**Request:**
Without the pictures, print each of the records below exactly as it appears.

**Given data:**

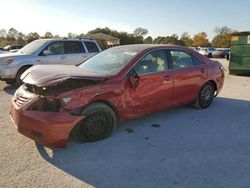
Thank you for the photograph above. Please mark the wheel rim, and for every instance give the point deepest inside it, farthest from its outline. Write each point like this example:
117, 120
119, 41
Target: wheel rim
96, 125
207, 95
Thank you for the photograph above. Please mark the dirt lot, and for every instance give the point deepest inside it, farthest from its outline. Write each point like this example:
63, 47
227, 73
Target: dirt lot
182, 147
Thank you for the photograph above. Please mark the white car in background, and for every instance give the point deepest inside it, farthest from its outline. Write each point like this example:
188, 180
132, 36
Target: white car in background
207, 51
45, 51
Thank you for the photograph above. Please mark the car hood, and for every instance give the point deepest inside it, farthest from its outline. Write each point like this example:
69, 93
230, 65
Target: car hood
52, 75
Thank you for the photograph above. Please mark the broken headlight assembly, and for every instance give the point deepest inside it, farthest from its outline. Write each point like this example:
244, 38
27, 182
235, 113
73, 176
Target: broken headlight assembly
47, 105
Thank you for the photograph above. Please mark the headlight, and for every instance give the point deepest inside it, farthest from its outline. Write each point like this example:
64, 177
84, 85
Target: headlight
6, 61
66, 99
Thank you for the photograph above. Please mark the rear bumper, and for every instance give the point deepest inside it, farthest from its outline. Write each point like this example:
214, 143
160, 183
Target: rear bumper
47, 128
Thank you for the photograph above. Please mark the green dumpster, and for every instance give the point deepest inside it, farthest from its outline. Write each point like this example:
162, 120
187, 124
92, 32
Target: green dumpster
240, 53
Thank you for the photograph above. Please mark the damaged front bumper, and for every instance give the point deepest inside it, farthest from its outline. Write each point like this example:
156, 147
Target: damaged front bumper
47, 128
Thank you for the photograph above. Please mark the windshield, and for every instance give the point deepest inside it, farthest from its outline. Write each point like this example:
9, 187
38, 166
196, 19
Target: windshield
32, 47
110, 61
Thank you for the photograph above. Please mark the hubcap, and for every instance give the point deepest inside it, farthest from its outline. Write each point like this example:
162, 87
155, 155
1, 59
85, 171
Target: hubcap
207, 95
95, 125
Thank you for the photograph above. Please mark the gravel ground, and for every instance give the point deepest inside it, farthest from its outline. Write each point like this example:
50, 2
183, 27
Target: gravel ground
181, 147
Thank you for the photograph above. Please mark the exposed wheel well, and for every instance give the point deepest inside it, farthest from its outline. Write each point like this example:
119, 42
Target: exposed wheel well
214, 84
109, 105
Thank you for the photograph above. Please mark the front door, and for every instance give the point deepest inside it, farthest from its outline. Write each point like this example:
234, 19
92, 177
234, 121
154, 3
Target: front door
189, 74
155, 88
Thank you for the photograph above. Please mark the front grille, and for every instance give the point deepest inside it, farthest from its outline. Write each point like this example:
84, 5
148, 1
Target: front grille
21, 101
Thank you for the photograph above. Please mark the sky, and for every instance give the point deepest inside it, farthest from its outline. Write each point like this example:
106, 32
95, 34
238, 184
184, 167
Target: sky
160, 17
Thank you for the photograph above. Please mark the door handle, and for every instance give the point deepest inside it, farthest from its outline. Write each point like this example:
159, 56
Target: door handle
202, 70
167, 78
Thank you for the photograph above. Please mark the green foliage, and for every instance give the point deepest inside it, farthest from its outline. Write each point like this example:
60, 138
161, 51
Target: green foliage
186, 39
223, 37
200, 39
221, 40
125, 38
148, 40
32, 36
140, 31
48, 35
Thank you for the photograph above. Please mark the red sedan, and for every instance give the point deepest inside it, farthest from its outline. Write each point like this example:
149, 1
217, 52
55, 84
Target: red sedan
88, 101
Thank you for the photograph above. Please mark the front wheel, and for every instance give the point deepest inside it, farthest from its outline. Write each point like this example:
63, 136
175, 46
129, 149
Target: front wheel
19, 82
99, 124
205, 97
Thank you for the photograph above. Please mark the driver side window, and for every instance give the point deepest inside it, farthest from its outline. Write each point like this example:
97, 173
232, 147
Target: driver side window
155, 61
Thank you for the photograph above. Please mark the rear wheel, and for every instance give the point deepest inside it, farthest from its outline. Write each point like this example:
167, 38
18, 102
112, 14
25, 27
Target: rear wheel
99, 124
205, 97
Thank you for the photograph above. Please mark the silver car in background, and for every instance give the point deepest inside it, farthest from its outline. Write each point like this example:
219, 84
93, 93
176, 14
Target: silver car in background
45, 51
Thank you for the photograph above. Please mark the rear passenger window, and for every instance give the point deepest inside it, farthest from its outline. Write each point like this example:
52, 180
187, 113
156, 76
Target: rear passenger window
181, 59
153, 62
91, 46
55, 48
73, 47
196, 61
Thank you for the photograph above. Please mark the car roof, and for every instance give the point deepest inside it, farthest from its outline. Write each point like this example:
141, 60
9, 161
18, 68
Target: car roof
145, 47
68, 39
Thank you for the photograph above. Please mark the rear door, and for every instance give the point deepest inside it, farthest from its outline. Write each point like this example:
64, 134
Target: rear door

**Response to this exercise:**
Thank you for the photograph above. Please mark the wheel rim, and for every instance give the point deepest inside it, farthest from its outline. Write each point like this example:
117, 120
119, 41
Target: wheel rim
96, 125
207, 95
Thank you for the photograph above. Please mark the dirt lot, and for every instance give the point deepest inside it, farthest from its outline. Write each point like this example:
63, 47
227, 73
Target: dirt lot
182, 147
Thank you for the photograph above. Please mark the white car in background, and for every instance give the point deepest inside it, farthest from its outline. Write each point like this example:
188, 180
132, 36
Target: white car in background
207, 51
45, 51
Thank you for the photograph above. Please mark the car hood, and for every instance give the point deepest inside it, farthest from its outline. Write each point like this example:
69, 93
230, 65
Target: car hood
52, 75
Thank you for the photograph above. Please mark the broken headlight assembly, and for every instance give the point deepest inside it, farthest from its outline. Write each point like this example:
244, 38
27, 182
235, 113
73, 176
Target: broken headlight assembly
47, 105
Thank you for the photograph above. Please mark the headlight, and for every instance give the point deepest inside it, farthest from its outline. Write each point like this example:
64, 177
84, 85
Target: headlight
6, 61
66, 99
Thank you for the photograph above. Please mark the rear bumper, and for every instance give the point deepest inside it, farthest from its outline. Write each point like this example:
214, 143
160, 183
Target: rear bumper
47, 128
Thank you for the photograph above. Please mark the green dumpster, and for every instance give the point deepest inside it, farthest from its outline. Write each point like this example:
162, 120
187, 124
92, 32
Target: green dumpster
240, 53
Thank you for the photograph above. Please mark the damaged front bumper, and for every instance give the point deepest inside it, farthest from its outline. Write each point like this example:
156, 147
Target: damaged front bumper
47, 128
Thank you for the photograph above. Please mark the windshield, and for every instance give the point deepest inside it, farthest from its outline. Write each point like this example:
9, 187
38, 166
196, 19
Target: windshield
32, 47
110, 61
Thank you for the photograph above. Please mark the hubcap, and for every instance give the point deepest inside it, farthest from its outline. Write each point like this example:
162, 87
155, 155
1, 59
85, 171
Target: hubcap
207, 95
95, 125
Thank you for the photograph above. Please mark the gravel ground, and for every instance give the point deepest inside it, farthest from its outline. Write each point like this example:
50, 2
183, 27
Target: gravel ground
181, 147
Thank you for the photograph above. Please mark the exposed wheel well, and for every instance give the point deepest inside it, farthest from its outline. Write each point like this example:
119, 42
Target: exposed wheel well
214, 84
109, 105
Thank you for the photograph above. Please mark the front door, and for every instance give the point deepest inside it, farthest from its outline. Write each point like this example:
234, 19
92, 177
234, 121
154, 3
Target: front door
189, 74
155, 88
Thank you for the photograph above. Please mark the front grille, and for every instance give the point deepest inside it, farthest from its outline. Write each point like this example:
84, 5
148, 1
Target: front grille
21, 101
Thank you for the photograph above. Please mark the sky, and for every instance give the point deepest inside it, farthest from its outline. Write each point like this example:
106, 32
95, 34
238, 184
184, 167
Target: sky
160, 17
Thank you for the photograph above. Please mark the door handle, and for every instance give the point deepest inside it, farthest from its outline. Write each point like this example:
159, 56
Target: door handle
202, 70
167, 78
Thank you for the photograph above. Please mark the green foliage, and for every instance give the point deepest inside it, farthest from its outline. Write each point like this example:
60, 138
161, 51
Target: green foliage
186, 39
223, 37
200, 39
221, 40
125, 38
148, 40
32, 36
140, 31
48, 35
Thank you for the photograph above. Please mark the red sedan, and for every instance give the point deepest inside it, farthest from its outline. Write each point like this example:
149, 1
217, 52
55, 84
Target: red sedan
88, 101
Thank you for the photograph above. Please mark the front wheel, and for every instance give the point deepest inside it, farthest from its outline. Write each point like this example:
63, 136
175, 46
129, 149
Target: front wheel
19, 82
99, 124
205, 97
Thank you for the photograph above. Please mark the driver side window, and for every instance give the point deepest inside it, farthest from its outline. Write each point like this example:
97, 173
232, 147
Target: driver side window
155, 61
Thank you for the photograph above. Please mark the rear wheel, and for every instance give the point deepest inside it, farthest from its outline. Write each point like this example:
167, 38
18, 102
112, 14
25, 27
Target: rear wheel
99, 124
205, 97
Thank you for the photograph above. Please mark the silver car in background, and for every instance give the point deepest inside it, farthest from its outline. Write each point like this example:
219, 84
93, 93
176, 14
Target: silver car in background
45, 51
Thank you for the photograph above. Please mark the rear passenger window, and for every instance give the point deepest inside it, farthest from its outline. Write each point like this example:
52, 180
187, 113
156, 76
Target: rear passenger window
181, 59
153, 62
91, 46
55, 48
73, 47
196, 61
Thank you for the photograph above. Please mark the car roof, and for every instance give the point deepest inside it, farthest from its outline. Write each point like this example:
141, 60
9, 161
18, 68
Target: car roof
145, 47
68, 39
Thank you for the photograph above. Please mark the rear door, and for every instance give the point deepest inside it, farthest from its outline. Write each point like this example:
64, 134
Target: rear door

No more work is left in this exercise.